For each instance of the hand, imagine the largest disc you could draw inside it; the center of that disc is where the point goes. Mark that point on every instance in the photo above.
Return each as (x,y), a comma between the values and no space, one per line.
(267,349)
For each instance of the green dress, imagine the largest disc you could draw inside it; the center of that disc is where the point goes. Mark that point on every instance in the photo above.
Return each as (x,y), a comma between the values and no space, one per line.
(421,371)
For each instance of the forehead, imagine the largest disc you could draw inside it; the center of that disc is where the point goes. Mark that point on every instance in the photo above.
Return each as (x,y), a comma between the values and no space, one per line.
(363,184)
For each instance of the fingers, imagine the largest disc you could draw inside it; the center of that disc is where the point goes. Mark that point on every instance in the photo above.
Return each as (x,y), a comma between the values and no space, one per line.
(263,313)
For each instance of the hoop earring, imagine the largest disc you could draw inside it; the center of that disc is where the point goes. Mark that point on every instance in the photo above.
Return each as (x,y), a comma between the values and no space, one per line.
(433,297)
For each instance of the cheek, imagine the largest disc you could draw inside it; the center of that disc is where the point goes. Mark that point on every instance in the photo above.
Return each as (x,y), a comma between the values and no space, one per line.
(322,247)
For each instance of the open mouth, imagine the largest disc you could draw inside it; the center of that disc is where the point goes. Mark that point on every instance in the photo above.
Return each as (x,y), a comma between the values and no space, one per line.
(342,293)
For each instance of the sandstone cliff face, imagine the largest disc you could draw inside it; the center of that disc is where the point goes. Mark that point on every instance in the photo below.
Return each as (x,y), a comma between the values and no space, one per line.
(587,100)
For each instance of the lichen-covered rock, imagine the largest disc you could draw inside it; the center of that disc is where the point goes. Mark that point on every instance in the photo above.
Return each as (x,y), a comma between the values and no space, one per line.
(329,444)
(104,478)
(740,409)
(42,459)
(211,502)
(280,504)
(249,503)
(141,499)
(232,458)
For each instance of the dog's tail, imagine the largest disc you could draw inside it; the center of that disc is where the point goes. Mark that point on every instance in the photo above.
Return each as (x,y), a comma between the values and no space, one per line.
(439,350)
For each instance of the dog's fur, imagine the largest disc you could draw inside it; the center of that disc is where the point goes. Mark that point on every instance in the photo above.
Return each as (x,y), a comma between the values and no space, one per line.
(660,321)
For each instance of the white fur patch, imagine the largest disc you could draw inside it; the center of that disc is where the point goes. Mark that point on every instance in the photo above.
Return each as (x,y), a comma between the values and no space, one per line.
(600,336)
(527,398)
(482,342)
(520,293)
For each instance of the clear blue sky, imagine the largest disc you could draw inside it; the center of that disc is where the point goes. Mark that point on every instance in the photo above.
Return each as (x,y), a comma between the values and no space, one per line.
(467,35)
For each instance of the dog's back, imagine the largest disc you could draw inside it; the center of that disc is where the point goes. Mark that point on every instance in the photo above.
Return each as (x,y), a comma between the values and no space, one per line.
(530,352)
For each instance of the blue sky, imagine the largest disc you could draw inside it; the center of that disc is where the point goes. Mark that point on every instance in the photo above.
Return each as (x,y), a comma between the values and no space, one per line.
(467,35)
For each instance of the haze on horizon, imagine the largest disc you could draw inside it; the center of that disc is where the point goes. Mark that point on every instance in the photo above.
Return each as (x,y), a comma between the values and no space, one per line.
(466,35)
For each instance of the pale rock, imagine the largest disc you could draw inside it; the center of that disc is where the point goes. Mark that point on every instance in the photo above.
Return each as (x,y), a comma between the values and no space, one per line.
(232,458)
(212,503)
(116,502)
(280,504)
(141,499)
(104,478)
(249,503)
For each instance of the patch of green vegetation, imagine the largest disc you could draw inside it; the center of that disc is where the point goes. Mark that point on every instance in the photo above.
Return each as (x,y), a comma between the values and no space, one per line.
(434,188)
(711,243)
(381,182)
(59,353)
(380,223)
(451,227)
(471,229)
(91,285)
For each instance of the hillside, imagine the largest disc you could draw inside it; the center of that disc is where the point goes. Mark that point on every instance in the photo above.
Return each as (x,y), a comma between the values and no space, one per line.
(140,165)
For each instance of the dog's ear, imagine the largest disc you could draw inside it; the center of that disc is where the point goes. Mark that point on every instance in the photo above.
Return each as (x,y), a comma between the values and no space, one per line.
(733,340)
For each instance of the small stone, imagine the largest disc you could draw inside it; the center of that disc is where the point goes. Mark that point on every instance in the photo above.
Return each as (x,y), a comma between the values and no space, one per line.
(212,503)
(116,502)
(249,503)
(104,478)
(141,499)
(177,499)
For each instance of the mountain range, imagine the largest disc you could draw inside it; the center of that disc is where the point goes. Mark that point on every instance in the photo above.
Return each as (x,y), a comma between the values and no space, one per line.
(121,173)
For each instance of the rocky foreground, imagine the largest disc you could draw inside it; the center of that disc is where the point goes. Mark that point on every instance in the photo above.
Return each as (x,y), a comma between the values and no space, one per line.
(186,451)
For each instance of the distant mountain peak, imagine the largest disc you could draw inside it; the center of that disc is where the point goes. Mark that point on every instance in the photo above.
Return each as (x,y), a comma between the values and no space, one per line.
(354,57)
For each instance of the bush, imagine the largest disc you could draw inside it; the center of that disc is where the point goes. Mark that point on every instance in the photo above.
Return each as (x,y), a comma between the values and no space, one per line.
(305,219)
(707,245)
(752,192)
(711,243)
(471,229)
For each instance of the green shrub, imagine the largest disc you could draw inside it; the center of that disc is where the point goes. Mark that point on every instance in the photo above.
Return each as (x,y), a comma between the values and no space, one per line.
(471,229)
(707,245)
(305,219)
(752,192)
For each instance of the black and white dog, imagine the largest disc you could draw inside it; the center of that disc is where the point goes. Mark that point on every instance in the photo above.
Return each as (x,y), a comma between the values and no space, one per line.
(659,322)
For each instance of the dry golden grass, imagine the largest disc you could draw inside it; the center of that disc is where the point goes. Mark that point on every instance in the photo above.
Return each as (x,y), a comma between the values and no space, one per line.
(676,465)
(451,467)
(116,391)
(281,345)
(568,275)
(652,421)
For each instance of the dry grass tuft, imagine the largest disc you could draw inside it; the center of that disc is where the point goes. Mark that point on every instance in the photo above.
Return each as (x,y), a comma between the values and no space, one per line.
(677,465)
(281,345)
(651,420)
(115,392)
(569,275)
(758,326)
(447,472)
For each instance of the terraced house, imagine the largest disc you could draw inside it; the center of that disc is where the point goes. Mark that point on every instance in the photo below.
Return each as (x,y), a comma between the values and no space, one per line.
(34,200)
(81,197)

### [TASK TO COMPLETE]
Your task is to quote the listing above word for word.

### [REPLY]
For each instance of the hand, imagine the largest disc you could draw inside it; the center of that disc is where the point goes. Mark that point on every instance in the photo above.
Return each as (x,y), a comma between the values and no space, one per line.
(267,349)
For each instance of the green dress, imagine the largest disc you could draw inside it; the center of that disc is where the point goes. Mark that point on every instance in the photo above.
Return each as (x,y), a comma between the values and no space, one per line.
(421,371)
For each instance of the forehead, imagine the largest disc you could draw inside it; the center of that disc is where the point goes. Mark that point on every instance in the photo above.
Return each as (x,y), a comma between the values and no space, one per line.
(363,184)
For each instance of the fingers, imagine the largest disc you could draw inside it; the center of that disc is where the point goes. Mark that point on every instance in the photo above.
Return each as (x,y), a comma between the values and no space, one per line.
(263,313)
For each instance of the hoop earring, imagine the largest disc you could draw inside it; the center of that disc is where the point goes. Mark that point on every instance in the photo above.
Return each as (x,y), a comma between the values and no space, one per line.
(433,297)
For each instance of the cheek, imagine the largest disc you could draw inside it; the center of that disc is where the point goes. Mark that point on every instance in the photo above.
Return each as (x,y), a comma between the values and no space, one per line.
(322,247)
For each instance of the open mouth, imagine the largest disc you could draw inside it; the center of that disc is where the point goes. Mark that point on every instance in the photo above.
Return each as (x,y), a comma between the values and no space, one per line.
(342,293)
For each instance of the sandstone cliff face, imagine the largest disc you could draw inside it; the center of that disc is where the point goes. Mark that point on every instance in the photo below.
Return each as (x,y), a comma between the values and no space, one per line.
(587,100)
For each instance of the lichen-covered rock, imagine the largest disc you could draw inside it; the center of that disc is where the point goes. Mark that point on every instance in the photo above.
Return each as (x,y), a comma between the values and no space, one per line.
(329,444)
(104,478)
(740,409)
(42,459)
(211,502)
(280,504)
(249,503)
(141,499)
(232,458)
For each instance of the dog's tail, imagine the largest disc you could draw inside it; the center of that disc is where the point goes. Mark that point on every instance in the photo above.
Return each as (x,y), a comma between the values and no space, one per line.
(439,350)
For each instance of the dog's fur, imagine the largest disc you could draw inside it; the center of that disc is where the point goes. Mark that point on every instance in the photo above.
Return each as (x,y), a comma between the values and no space, one per line.
(660,321)
For each instance of the white fur patch, imagine the largest disc you could draw inside it; the center of that disc is where the point goes. Mark that point on every instance in the photo above.
Return each as (x,y), a comma between the values and no space, one per line.
(600,336)
(527,398)
(482,342)
(520,293)
For each instance of the clear blue sky, imagine the largest disc you could draw inside it; the center of that disc is where the point goes. Mark that point on every instance in the photo above.
Return each as (x,y), a comma between the values and no space, one per line.
(467,35)
For each instance of the dog's back, imagine the largest disc you could draw inside it; the center of that disc is where the point goes. Mark that point on every instance in the photo above.
Return each as (x,y), a comma between the values and no space, one per line.
(530,352)
For each instance of the blue sky, imagine the largest disc you could draw inside it; the center of that disc is where the point goes. Mark that point on every instance in the photo above.
Return each as (x,y), a comma between the values and no space, one per line.
(467,35)
For each instance of the haze on horizon, imagine the largest disc you could draw inside it; the center of that disc is where the point goes. Mark that point on every instance in the photo above.
Return each as (x,y), a comma between the values and no space, one per line.
(466,35)
For each instance of the pale rock, imagine the largest disc you could draw inside it; the center of that disc is where the point goes. Mark that point on every instance in the photo above.
Return each as (x,y), a comma between the values and no space, one per line.
(232,458)
(212,503)
(116,502)
(280,504)
(141,499)
(104,478)
(249,503)
For each instance of the patch of green vegetation, imagine the largest disc you could draw inside it; the center of that disc is where the point goes. Mark that point on every instance in the photo above.
Return each as (x,y), a comma between the values and no space, one per line.
(434,188)
(711,243)
(381,182)
(59,353)
(380,223)
(451,227)
(471,229)
(91,285)
For each instance of the hillside, imagine the largest disc you could draw inside it; the center of that disc is where the point goes. Mark that point on every instance in the photo above.
Return each as (x,y), a comma between the values and no space, one per line.
(140,165)
For each instance of the dog's ear, imagine the largest disc you could draw inside it; the center of that disc is where the point goes. Mark that point on every instance in the photo above.
Return each as (x,y), a comma between the values and no space, one per line.
(733,340)
For each instance of the small stone, imagine the largest disc you could draw inside it; the center of that disc is where the point goes. Mark that point on every instance in the photo above.
Return each as (x,y), a comma between the values and no space, one per line.
(212,503)
(116,502)
(249,503)
(104,478)
(141,499)
(177,499)
For each instance of the mountain range, imagine the largest disc you could draw inside it; the center of that disc is where the point goes. Mark that point on every instance in the photo above.
Return each as (x,y), a comma between the values and no space, one per line.
(121,173)
For each instance of the rocky foreground, imagine the largest disc you could draw inside it; the center of that disc is where the point goes. Mark that point on every instance in the photo above.
Return each as (x,y), a comma between the values and no space, one per line.
(186,451)
For each instance of the distant mountain peak, imagine the largest disc you could draw inside it; the center of that disc is where the point goes. Mark that point on every instance in the photo above.
Return each as (x,y), a comma between the values and no space, one per line.
(354,57)
For each instance of the bush, imagine the largest disc you could draw inside it; the center of that disc is where the point goes. Mark that point on every instance in the photo above.
Return each as (x,y), a comma between the values and no space, one per line.
(305,219)
(707,245)
(752,192)
(711,243)
(471,229)
For each instance of the green shrub, imagine the largest disc you could draw inside it; the center of that disc is where the point goes. Mark that point on every instance in the photo above.
Return each as (x,y), a comma between the values and no space, one per line.
(471,229)
(707,245)
(305,219)
(752,192)
For each instance of the black and white dog, imagine the largest disc you could draw inside it; the center of that disc is where the point goes. Mark that point on every instance in the photo above.
Return each as (x,y), a comma between the values and no space, one per line.
(659,322)
For each instance of the dry golden grass, imagine the largest disc you could draw inside it; the center of that disc is where the point goes. Mark that point on every instance in the photo above.
Return each as (x,y), a comma between the values and no space, one per line.
(676,465)
(451,467)
(116,391)
(281,345)
(568,275)
(652,421)
For each instance of the dry grass tuft, imagine the largest disc you could draw inside it; the center of that disc is where the point goes. Mark that point on every instance in the photo above.
Return each as (x,y), a comma between the values and no space, one per line.
(677,465)
(281,345)
(651,420)
(115,392)
(569,275)
(758,326)
(447,472)
For each instance of the terraced house, imagine the largest disc you could draw inside it; the center of that disc is where the point goes. Mark that point on every instance in the photo below.
Return each as (x,y), a comma between the values and no space, one per line.
(34,200)
(81,197)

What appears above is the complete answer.